Indonesia kembali menjajal kekuatan tim asal Spanyol, Valencia, 4 Agustus 2012. Pada pertandingan yang juga digelar di SUGBK ini, Indonesia kembali menyerah  0-5.

Inter Milan Vs Indonesia

Pada 23 Juli 2012, giliran wakil Premier League, Queens Park Rangers yang menyambangi Indonesia. Dalam kunjungannya, tim berjuluk The Hoops tersebut menjajal kekuatan tim peserta Indonesian Premier League (IPL), Persebaya Surabaya.

Pertandingan yang digelar di Stadion Gelora Bung Tomo, Surabaya itu berakhir dengan skor 2-1 untuk kemenangan QPR. Pertandingan ini juga sempat diwarnai dengan insiden mati lampu selama hampir 10 menit.

Kegagalan di Piala AFF 2012

Keterpurukan kembali melanda Indonesia saat tampil di Piala AFF 2012. Pada turnamen dua tahunan ini, Indonesia tersingkir di babak penyisihan usai mengantongi satu kemenangan, satu hasil imbang dan sekali kalah.

Data yang Diberikan ::
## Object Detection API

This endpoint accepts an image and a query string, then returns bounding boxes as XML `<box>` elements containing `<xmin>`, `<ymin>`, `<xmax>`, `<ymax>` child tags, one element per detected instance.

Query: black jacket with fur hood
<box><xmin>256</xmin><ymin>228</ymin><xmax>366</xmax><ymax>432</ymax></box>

---

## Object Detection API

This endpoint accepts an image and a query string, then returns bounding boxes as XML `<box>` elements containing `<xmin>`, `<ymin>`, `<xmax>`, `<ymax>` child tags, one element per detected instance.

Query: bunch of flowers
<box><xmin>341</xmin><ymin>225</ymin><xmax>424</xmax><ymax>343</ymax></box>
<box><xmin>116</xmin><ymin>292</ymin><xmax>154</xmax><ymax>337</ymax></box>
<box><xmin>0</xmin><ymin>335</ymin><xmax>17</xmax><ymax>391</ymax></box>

--

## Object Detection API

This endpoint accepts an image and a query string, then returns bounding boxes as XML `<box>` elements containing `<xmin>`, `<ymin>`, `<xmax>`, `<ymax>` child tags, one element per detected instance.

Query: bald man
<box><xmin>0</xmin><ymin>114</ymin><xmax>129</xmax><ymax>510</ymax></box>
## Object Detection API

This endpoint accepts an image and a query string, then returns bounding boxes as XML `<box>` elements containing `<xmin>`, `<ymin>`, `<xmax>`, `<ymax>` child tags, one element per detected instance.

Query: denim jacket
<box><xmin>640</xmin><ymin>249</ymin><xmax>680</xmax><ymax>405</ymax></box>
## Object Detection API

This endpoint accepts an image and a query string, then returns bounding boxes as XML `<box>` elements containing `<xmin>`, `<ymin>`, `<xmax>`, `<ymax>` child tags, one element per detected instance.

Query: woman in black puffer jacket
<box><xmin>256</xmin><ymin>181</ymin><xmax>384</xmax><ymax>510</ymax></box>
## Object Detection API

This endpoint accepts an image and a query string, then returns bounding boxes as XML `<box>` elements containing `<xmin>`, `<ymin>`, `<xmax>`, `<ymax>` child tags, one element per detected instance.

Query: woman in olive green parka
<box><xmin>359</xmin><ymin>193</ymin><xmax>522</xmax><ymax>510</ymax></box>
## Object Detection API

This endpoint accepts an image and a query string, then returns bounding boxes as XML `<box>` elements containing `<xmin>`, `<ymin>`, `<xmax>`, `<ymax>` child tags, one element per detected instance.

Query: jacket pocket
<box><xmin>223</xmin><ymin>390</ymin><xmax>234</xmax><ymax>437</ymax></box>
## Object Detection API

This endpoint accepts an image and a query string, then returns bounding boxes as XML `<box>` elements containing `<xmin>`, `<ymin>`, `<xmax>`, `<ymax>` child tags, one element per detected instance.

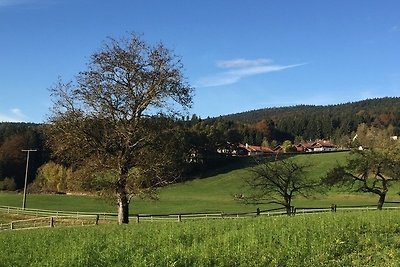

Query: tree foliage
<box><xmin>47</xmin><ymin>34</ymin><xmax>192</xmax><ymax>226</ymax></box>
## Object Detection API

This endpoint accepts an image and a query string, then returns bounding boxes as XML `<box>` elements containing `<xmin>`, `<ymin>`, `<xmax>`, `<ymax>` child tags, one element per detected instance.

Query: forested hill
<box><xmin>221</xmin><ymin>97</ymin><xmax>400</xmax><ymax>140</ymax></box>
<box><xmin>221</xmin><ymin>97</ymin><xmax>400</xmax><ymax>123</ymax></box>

Yang Harus Dikerjakan ::
- A) Sebutkan semua nama klub sepak bola yang muncul dalam kutipan tentang sepak bola Indonesia, berurutan sesuai kemunculannya.
- B) Tolong lanjutkan kutipan tentang sepak bola Indonesia, mulai setelah kalimat terakhirnya.

Daftar Jawaban ::
- A) Valencia, Inter Milan, Queens Park Rangers, Persebaya Surabaya

- B)
Bergabung di Grup B, Indonesia ditahan imbang Laos 2-2 di laga pembuka yang digelar di Stadion Bukit Jalil, Malaysia, Minggu, 25 November 2012. Tiga hari kemudian, Indonesia secara mengejutkan mampu mengalahkan Singapura 1-0. Ini merupakan kemenangan pertama Tim Merah Putih saat bertemu The Lions sepanjang sejarah Piala AFF.

Striker Indonesia, Irfan Bachdim (kanan) saat lawan Singapura

Sayangnya, di laga penentuan, 1 Desember 2012, Indonesia tak mampu berbuat banyak. Menghadapi Malaysia yang juga membutuhkan kemenangan untuk lolos ke babak berikutnya, pasukan Nil Maizar yang diperkuat pemain-pemain dari IPL dipaksa menyerah dengan skor 0-2.

Pemain Merana

Sepakbola Indonesia 2012 juga masih diwarnai dengan kesulitan sejumlah klub memenuhi kewajibannya kepada para pemain. Kejadian ini bahkan menimpa sederet klub yang berlaga di pentas tertinggi kompetisi Indonesia, baik itu ISL maupun IPL.

Situasi ini pun membuat Asosiasi Pesepakbola Profesional Indonesia (APPI) sempat mengancam akan menggalang aksi mogok bila permasalahan tak juga selesai. APPI juga telah menemui kedua pengelola kompetisi, yakni PT Liga Indonesia dan PT Liga Prima Indonesia Sportindo untuk membicarakan masalah ini.

Tertundanya pembayaran gaji ini telah membuat sebagian pemain terlunta-lunta. Bahkan, beberapa pemain asing harus hidup menderita karena kekurangan uang. Sebagian ada yang terpaksa harus mengemis di pinggir jalan untuk memenuhi kebutuhan keluarganya.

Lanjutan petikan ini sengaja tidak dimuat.